### Instructions to follow
Give the entries below as a two-column CSV with the headers text and answer, one row per entry. Put each entry's text and its answer in their own quoted fields, with line breaks replaced by spaces.

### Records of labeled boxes
----------

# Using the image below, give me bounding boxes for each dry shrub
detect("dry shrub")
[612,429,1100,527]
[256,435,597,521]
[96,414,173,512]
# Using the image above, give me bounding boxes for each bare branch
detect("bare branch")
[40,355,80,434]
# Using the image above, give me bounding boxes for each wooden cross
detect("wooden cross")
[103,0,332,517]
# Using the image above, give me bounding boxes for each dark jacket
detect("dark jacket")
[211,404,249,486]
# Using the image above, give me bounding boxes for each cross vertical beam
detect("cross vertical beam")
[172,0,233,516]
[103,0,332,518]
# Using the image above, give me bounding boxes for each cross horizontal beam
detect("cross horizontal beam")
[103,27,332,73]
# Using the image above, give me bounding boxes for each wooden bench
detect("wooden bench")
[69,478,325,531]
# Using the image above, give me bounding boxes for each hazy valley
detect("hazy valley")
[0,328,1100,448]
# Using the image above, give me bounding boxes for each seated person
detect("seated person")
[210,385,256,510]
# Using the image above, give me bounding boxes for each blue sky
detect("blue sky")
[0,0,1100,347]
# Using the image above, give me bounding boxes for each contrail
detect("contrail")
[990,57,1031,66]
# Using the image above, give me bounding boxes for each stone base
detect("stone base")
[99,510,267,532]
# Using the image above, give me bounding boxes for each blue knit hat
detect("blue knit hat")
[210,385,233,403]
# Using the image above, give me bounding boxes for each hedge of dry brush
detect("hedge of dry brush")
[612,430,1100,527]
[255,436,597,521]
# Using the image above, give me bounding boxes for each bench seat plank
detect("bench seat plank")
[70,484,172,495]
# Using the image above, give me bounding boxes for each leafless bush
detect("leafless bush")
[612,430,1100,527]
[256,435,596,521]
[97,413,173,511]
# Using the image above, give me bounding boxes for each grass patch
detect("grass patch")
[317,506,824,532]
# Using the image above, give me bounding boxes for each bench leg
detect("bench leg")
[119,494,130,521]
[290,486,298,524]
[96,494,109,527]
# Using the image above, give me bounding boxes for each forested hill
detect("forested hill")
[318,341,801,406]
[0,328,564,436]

----------

### Task response
text,answer
"# Using the image below, give me bounding boxes for each dry shrub detect(""dry shrub"")","[612,429,1100,527] [256,435,597,521] [96,414,173,512]"
"# Using the image above, give me bounding boxes for each bare branch detect(""bare branch"")","[40,355,80,434]"
"# Using the image above, give me bounding boxes for each wooden cross detect(""wooden cross"")","[103,0,332,517]"
"# Using the image above, give me bounding boxes for each dark jacket detect(""dark jacket"")","[211,404,249,486]"
"# Using the image above, give me bounding boxes for each cross vertical beam detect(""cross vertical beam"")","[172,0,233,516] [103,0,332,518]"
"# Using the image above, give me bounding boxes for each cross horizontal beam detect(""cross horizontal beam"")","[103,27,332,73]"
"# Using the image above, give me bounding boxes for each wooden bench detect(""wooden bench"")","[69,478,325,531]"
"# Using the image above, give me bounding boxes for each hazy valley detect(""hazy valley"")","[0,328,1100,448]"
"# Using the image above, give me bounding boxes for each seated person detect(""seated person"")","[210,385,256,510]"
"# Using the image above, give me bounding boxes for each blue sky detect(""blue sky"")","[0,0,1100,347]"
"# Using the image above, give me bounding boxes for each contrail detect(""contrail"")","[990,57,1031,66]"
"# Using the image above, give me bounding boxes for each stone base detect(""stone base"")","[99,510,267,532]"
"# Using the image above, give me bounding boxes for each blue knit hat detect(""blue knit hat"")","[210,385,233,403]"
"# Using the image above, give me bounding boxes for each hedge of dry brush detect(""hedge of dry brush"")","[612,430,1100,527] [255,436,597,521]"
"# Using the image above, give me bounding boxes for each bench seat plank detect(""bench seat plank"")","[70,484,172,495]"
"# Using the image above, give me bounding boxes for each leafless bush detect(""leafless bush"")","[612,430,1100,527] [256,435,596,521] [97,413,173,511]"
"# Using the image above, give me bounding boxes for each grass patch detect(""grass patch"")","[317,506,824,532]"
"# Using the image above, give me bounding boxes for each bench leg detect(""bench leg"")","[119,494,130,521] [290,486,298,524] [96,494,109,527]"
"# Using the image above, give me bounding boxes for each forested hill detect(""forested hill"")","[318,341,801,406] [0,328,564,436]"